__Exercise inputs__.
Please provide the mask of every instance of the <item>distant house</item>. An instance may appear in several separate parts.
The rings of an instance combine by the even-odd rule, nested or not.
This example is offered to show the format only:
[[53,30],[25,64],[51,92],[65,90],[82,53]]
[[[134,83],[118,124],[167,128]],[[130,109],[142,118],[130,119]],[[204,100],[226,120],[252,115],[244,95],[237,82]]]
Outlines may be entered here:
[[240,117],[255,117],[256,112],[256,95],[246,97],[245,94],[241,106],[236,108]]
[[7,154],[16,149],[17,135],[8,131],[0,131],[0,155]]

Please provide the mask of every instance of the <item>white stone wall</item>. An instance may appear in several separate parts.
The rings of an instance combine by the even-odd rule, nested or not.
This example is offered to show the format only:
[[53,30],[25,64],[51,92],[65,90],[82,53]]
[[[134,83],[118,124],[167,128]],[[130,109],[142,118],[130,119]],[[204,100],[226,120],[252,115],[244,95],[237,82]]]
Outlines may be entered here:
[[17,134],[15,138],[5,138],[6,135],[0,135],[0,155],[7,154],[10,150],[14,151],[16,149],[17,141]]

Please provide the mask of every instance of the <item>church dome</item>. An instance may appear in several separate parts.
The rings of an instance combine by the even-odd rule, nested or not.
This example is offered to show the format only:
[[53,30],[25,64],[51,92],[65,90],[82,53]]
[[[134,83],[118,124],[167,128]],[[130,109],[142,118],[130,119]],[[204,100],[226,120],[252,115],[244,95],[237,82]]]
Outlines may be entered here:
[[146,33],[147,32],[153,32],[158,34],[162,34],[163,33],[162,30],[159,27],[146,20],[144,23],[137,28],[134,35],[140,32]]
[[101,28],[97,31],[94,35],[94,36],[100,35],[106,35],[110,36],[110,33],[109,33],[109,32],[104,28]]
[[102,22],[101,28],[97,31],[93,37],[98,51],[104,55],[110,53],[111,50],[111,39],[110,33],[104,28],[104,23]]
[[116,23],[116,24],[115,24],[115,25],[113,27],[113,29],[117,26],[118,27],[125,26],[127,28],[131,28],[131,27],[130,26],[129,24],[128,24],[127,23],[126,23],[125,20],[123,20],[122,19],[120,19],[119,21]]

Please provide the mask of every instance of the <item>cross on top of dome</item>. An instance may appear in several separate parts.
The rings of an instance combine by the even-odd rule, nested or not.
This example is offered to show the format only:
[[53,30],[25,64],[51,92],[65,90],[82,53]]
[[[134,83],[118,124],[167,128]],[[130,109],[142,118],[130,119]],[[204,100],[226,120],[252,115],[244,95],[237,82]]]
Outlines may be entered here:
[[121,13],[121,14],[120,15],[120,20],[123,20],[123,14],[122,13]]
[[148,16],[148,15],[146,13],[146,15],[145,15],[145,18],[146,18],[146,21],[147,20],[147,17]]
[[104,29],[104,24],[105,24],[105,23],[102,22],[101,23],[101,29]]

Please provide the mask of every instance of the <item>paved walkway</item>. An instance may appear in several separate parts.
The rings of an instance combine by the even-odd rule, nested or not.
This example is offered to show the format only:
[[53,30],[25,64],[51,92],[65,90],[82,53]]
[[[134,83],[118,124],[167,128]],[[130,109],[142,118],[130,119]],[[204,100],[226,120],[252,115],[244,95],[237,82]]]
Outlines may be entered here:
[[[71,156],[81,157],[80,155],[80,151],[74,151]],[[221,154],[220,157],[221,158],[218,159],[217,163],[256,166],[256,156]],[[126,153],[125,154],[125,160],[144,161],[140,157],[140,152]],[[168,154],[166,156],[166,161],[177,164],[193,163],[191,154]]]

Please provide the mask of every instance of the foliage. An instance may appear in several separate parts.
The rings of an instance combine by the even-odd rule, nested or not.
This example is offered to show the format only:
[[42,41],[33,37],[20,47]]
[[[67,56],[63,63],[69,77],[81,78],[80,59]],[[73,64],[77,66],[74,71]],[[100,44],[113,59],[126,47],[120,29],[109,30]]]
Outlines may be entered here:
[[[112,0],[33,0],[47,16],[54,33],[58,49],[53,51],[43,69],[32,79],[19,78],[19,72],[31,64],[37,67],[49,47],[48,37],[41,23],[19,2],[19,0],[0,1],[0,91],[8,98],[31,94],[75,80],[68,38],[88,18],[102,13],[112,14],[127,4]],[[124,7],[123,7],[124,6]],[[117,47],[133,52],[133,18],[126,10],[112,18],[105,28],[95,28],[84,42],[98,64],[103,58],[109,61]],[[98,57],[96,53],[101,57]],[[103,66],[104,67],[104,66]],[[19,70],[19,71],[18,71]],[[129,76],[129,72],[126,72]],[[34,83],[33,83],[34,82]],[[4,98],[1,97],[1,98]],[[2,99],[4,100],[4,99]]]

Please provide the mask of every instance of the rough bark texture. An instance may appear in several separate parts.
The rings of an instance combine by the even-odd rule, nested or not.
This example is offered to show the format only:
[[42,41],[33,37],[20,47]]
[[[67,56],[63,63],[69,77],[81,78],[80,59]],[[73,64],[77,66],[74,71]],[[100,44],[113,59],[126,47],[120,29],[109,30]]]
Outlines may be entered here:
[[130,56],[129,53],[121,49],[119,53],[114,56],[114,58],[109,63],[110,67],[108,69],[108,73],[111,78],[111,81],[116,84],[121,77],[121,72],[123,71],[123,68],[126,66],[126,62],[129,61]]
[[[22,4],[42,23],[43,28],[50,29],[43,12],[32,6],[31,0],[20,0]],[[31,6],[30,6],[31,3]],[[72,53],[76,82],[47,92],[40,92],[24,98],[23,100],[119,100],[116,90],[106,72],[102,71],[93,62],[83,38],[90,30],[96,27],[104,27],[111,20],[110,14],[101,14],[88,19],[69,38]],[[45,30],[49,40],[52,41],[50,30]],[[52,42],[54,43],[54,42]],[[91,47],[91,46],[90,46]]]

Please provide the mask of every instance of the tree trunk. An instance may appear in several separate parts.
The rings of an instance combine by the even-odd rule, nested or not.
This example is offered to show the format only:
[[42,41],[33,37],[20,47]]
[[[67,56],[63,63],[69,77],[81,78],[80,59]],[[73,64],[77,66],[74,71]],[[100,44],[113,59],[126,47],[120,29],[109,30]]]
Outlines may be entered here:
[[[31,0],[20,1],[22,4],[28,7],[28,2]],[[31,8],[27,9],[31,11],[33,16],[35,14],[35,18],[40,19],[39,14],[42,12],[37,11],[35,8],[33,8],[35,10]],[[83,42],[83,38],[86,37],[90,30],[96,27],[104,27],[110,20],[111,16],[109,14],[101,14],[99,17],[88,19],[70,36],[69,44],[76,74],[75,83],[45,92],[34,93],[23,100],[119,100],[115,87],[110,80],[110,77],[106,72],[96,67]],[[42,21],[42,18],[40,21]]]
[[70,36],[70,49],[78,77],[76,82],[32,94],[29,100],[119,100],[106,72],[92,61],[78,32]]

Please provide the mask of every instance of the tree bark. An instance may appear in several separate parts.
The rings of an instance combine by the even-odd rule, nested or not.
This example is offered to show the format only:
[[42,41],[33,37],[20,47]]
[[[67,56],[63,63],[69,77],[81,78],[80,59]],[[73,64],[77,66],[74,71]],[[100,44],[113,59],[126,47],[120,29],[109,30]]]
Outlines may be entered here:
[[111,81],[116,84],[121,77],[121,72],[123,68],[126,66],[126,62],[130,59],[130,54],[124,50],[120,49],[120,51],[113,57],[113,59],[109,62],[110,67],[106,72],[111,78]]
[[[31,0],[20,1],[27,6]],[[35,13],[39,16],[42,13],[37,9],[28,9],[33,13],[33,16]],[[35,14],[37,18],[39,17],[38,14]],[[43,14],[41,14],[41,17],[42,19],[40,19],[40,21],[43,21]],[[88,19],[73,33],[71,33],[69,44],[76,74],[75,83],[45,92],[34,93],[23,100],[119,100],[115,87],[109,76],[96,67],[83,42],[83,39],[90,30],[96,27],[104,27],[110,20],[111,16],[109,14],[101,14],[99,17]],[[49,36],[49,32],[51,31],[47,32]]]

__Given task__. Pull out every line of the entries that contains the word "parts".

__Result of this exercise__.
Please provide the mask of every instance of the <item>distant house</item>. An instance may appear in several separate parts.
Please provide the mask of every instance of the <item>white stone wall</item>. An instance may appear in several separate parts.
Please provide the mask of every instance of the <item>church dome</item>. An instance may appear in several separate parts.
Please provide the mask of every instance of the <item>cross on top of dome</item>. An instance may appear in several separate parts.
Please provide the mask of every instance of the <item>paved walkway</item>. An instance may appear in several separate parts.
Please provide the mask of every instance of the foliage. An instance may appear in several separate parts.
Please provide the mask of every instance of the rough bark texture. An instance may appear in several separate parts.
Please provide the mask of every instance of the tree trunk. An instance may appear in several separate parts.
Please provide the mask of every instance of the tree bark. An instance may appear in several separate parts.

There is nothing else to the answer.